Material for this task |

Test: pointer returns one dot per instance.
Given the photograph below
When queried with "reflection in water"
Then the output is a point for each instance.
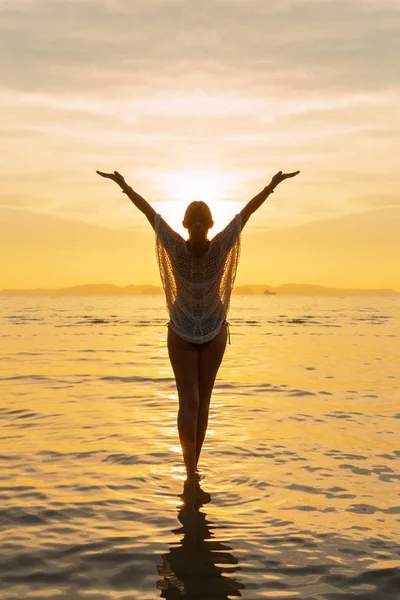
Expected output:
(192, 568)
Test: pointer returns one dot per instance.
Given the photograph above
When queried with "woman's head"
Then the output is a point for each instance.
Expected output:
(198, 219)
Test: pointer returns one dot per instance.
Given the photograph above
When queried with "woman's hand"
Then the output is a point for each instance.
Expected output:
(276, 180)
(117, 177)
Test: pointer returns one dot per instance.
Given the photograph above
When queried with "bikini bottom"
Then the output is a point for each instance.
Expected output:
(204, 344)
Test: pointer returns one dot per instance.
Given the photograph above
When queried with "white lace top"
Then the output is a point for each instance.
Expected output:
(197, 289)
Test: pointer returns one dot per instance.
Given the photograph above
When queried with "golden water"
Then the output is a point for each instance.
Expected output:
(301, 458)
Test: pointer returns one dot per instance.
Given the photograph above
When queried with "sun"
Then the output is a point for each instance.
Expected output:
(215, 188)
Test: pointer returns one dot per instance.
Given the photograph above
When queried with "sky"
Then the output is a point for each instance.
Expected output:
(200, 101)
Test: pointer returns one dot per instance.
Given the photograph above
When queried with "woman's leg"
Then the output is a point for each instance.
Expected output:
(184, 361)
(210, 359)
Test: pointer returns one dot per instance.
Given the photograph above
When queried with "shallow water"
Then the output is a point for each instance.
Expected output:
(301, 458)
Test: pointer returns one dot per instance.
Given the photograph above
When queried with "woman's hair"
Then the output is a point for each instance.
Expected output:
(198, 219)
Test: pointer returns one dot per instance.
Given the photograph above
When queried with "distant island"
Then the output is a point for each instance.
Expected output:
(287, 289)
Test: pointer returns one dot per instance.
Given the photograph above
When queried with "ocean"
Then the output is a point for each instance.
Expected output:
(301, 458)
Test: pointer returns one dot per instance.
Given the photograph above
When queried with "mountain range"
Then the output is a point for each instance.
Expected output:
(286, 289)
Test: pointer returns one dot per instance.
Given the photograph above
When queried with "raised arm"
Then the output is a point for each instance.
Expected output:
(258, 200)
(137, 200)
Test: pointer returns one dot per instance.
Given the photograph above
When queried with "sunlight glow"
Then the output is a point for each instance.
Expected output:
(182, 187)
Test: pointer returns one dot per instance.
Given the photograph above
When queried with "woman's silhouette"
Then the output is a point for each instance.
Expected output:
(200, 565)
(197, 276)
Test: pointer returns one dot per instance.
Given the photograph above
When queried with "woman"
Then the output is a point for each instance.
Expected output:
--
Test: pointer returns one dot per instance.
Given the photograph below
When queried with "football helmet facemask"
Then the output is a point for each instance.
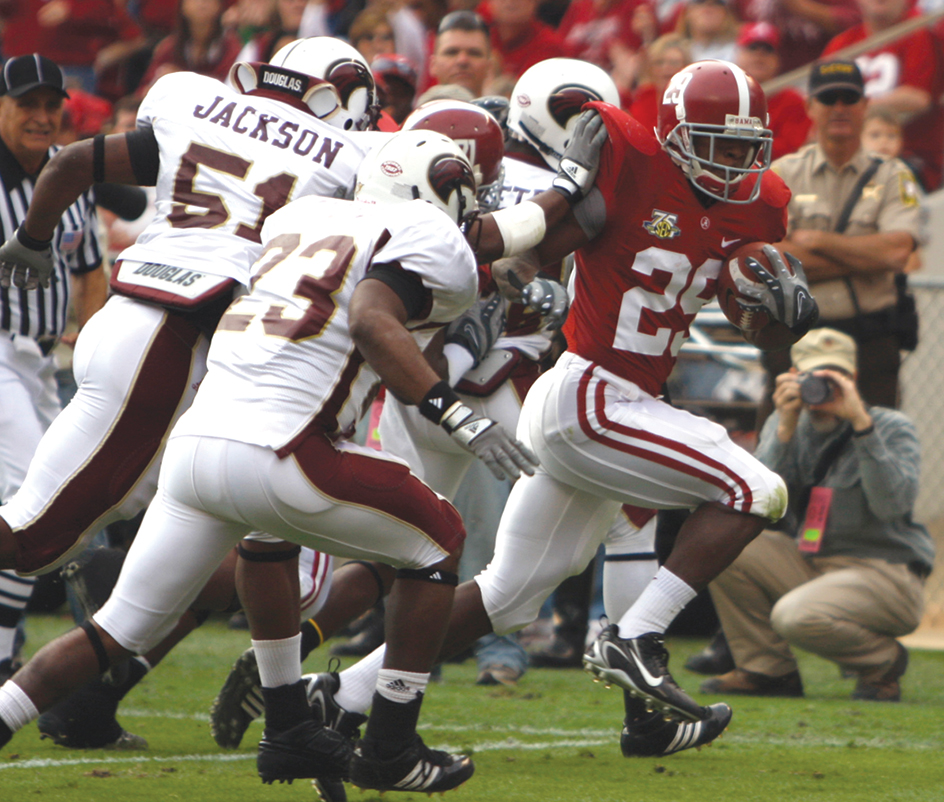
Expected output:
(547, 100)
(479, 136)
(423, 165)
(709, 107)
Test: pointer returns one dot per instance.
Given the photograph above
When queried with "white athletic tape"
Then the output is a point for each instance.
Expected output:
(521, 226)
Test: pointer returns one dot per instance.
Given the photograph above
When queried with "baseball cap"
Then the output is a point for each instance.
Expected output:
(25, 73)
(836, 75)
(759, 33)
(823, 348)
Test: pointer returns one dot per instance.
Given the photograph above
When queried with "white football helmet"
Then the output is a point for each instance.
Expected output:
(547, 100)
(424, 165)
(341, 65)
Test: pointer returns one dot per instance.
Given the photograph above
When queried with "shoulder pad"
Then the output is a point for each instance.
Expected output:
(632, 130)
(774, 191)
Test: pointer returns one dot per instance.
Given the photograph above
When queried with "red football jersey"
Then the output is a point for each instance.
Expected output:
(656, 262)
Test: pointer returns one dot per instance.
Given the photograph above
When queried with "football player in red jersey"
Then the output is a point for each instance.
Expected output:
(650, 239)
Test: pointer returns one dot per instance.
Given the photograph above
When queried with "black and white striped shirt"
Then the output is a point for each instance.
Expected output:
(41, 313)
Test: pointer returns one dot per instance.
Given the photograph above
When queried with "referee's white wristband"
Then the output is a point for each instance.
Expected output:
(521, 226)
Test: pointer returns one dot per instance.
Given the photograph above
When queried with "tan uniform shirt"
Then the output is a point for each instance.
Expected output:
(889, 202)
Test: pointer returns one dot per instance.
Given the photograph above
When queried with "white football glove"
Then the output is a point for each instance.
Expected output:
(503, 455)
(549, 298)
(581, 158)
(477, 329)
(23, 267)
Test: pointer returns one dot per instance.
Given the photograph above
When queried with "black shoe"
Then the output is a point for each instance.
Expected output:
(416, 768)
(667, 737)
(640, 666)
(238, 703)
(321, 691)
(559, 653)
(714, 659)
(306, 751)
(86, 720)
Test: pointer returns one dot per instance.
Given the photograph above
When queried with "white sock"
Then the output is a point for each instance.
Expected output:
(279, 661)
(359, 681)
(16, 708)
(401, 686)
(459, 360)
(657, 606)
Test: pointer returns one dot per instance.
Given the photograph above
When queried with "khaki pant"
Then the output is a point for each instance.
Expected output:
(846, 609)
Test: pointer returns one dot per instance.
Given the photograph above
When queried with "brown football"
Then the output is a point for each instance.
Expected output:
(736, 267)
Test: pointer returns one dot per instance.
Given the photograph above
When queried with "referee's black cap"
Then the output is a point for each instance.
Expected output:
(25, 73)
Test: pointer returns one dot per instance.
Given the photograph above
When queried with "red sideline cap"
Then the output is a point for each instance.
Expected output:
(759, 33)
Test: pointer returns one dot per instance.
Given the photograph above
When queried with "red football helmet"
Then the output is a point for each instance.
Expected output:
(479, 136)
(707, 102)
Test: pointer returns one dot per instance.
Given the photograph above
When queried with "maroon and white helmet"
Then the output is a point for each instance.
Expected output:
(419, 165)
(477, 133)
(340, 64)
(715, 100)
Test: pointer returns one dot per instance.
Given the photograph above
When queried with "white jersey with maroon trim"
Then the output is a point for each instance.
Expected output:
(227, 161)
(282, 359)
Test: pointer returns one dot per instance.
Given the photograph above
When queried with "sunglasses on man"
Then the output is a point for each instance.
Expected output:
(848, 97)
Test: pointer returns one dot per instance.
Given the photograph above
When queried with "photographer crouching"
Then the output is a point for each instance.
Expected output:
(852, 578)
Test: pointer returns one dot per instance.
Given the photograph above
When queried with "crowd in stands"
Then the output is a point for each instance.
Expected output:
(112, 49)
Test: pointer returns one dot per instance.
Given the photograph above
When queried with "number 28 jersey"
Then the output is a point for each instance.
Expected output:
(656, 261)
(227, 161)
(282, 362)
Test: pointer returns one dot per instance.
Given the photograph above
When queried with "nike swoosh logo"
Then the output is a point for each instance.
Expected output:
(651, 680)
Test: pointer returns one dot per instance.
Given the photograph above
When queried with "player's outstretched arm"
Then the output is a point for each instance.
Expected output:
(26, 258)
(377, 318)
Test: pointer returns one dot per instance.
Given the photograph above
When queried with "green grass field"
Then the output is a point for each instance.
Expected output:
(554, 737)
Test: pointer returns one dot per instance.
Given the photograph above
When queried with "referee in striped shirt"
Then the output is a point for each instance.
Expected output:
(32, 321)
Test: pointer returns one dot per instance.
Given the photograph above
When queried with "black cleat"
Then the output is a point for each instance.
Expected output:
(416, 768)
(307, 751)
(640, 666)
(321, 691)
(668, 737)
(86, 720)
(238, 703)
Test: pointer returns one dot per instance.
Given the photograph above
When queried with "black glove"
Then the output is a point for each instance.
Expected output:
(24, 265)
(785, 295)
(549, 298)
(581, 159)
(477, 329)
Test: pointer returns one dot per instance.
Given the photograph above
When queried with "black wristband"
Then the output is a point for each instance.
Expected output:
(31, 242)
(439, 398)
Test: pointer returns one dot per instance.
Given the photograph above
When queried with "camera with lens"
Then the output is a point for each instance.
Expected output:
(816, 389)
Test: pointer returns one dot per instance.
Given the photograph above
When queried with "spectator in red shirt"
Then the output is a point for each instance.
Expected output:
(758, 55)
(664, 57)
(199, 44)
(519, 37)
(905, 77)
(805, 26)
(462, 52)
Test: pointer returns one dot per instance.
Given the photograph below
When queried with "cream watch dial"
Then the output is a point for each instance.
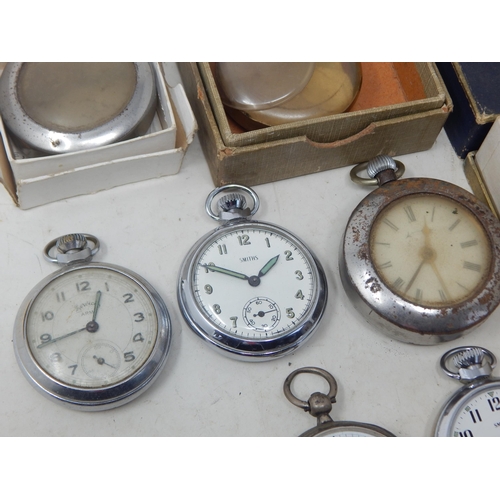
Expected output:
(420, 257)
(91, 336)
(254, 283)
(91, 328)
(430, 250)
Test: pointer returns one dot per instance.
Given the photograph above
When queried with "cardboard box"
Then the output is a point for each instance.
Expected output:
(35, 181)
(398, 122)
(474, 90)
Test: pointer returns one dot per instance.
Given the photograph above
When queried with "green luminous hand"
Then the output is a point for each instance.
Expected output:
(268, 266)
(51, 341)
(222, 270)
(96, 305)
---
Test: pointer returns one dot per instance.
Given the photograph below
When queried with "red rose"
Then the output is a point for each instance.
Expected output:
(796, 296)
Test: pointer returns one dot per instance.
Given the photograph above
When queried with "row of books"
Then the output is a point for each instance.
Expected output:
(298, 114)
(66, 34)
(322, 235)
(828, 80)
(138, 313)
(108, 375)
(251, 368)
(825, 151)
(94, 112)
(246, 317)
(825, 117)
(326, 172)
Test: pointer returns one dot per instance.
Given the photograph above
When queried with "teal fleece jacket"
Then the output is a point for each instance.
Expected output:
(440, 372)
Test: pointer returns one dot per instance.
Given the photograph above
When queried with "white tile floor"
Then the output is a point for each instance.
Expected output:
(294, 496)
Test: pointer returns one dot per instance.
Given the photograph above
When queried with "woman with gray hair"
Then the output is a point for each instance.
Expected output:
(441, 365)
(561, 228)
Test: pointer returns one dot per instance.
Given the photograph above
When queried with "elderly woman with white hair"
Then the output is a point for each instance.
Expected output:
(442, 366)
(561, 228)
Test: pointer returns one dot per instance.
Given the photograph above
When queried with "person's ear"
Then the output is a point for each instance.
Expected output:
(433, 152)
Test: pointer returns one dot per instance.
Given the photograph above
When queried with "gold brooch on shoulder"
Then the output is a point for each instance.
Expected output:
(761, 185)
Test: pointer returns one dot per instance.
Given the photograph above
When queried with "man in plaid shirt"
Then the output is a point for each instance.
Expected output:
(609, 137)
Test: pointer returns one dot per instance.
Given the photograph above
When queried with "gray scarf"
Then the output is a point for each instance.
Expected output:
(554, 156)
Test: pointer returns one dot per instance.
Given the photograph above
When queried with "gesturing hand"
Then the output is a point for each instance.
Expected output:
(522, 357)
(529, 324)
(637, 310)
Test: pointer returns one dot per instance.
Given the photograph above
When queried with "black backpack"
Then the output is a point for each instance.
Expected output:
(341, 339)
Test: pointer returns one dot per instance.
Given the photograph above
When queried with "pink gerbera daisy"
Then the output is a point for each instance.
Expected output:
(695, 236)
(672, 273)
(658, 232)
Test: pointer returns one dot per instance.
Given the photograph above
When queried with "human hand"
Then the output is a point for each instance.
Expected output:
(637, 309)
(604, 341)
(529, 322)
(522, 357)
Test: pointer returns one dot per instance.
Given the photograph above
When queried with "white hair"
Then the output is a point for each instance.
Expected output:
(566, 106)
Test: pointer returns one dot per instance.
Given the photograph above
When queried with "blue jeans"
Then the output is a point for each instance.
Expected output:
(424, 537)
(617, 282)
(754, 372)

What is required |
Copy every line in the entries above that has the string "woman" in it.

Expected answer |
When queried with "woman's head"
When queried with "woman's hand"
When queried with "woman's leg"
When queried with "woman's hair"
When queried with "woman's silhouette"
When queried with "woman"
When queried with "woman with gray hair"
When queried with "elderly woman with white hair"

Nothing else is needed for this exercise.